Reproduce the listing below verbatim.

MATERIAL FOR THIS EXERCISE:

━━━━━━━━━━━━━━━━━━━━

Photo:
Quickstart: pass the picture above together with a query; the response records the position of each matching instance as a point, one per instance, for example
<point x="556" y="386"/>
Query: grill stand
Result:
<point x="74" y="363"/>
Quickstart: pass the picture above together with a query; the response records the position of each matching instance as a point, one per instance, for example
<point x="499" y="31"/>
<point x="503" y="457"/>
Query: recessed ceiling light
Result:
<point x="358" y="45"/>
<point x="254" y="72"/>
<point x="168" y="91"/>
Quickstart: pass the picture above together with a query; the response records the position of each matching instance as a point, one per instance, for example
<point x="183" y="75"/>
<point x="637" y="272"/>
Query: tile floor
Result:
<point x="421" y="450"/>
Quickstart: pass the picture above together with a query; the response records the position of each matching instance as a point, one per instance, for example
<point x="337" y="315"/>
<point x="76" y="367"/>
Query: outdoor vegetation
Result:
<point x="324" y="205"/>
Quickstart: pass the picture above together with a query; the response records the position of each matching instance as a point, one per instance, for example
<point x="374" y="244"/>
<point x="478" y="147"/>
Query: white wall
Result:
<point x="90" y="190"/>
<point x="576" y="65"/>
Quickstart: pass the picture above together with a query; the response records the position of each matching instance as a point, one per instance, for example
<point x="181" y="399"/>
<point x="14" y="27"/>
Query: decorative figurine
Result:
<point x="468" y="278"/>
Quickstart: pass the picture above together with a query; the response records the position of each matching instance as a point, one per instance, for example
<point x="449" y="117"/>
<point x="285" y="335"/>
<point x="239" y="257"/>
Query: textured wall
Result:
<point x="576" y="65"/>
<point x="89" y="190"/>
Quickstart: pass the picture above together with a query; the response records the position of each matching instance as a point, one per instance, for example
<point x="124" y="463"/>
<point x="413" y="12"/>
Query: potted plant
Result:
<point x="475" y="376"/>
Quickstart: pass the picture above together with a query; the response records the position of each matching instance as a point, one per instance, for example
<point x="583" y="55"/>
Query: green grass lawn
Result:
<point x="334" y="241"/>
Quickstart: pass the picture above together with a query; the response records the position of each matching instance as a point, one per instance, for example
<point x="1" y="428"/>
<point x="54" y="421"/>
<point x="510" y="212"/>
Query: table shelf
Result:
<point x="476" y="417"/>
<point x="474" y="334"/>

━━━━━━━━━━━━━━━━━━━━

EXERCISE RESPONSE:
Photo:
Quickstart: pass the picture above together with a query; the response records the position of each matching instance as a point, one per instance, for example
<point x="556" y="386"/>
Query: grill stand
Result:
<point x="74" y="363"/>
Quickstart: pass the picture above together with a query; the response records the position of each matching instance as a point, one per instance, for example
<point x="499" y="31"/>
<point x="503" y="457"/>
Query: recessed ceiling light
Result:
<point x="358" y="45"/>
<point x="254" y="72"/>
<point x="168" y="91"/>
Quickstart: pass the picture above together with a query; the response records the position of each matching instance as a point, one per instance, for example
<point x="183" y="75"/>
<point x="637" y="272"/>
Query: tile floor
Result:
<point x="421" y="450"/>
Quickstart: pass the picture above together with a query; the response records the position of each matching instance as a point, one per instance, for example
<point x="337" y="315"/>
<point x="76" y="367"/>
Query: outdoor vegetation
Result:
<point x="324" y="205"/>
Quickstart: pass the picture above together with a query; the response records the position of each matching instance as a point, one per instance, for example
<point x="374" y="244"/>
<point x="478" y="147"/>
Query: white wall
Result:
<point x="90" y="190"/>
<point x="576" y="65"/>
Quickstart: pass the picture above together with a query; the response records the position of each matching instance as a point, one per instance, for example
<point x="181" y="399"/>
<point x="14" y="27"/>
Query: decorative figurine
Result:
<point x="468" y="278"/>
Quickstart: pass the picture above together with a query; the response records the position of each matching instance as a point, one per instance, for example
<point x="449" y="117"/>
<point x="285" y="335"/>
<point x="239" y="257"/>
Query: textured wall
Result:
<point x="576" y="65"/>
<point x="89" y="190"/>
Quickstart: pass the picture above together with a query; the response records the position of each matching instance as a point, one per instance, for example
<point x="124" y="463"/>
<point x="413" y="12"/>
Query: potted plant
Result:
<point x="475" y="376"/>
Quickstart: pass the picture above together with a query; the response records the position of each matching instance as a point, one per instance, for example
<point x="583" y="55"/>
Query: green grass lawn
Result:
<point x="334" y="241"/>
Quickstart: pass the picture above together with a query; the response records the position of each matching instance as a point, one per instance, for example
<point x="1" y="428"/>
<point x="54" y="421"/>
<point x="510" y="212"/>
Query: table shelf
Result:
<point x="476" y="417"/>
<point x="474" y="334"/>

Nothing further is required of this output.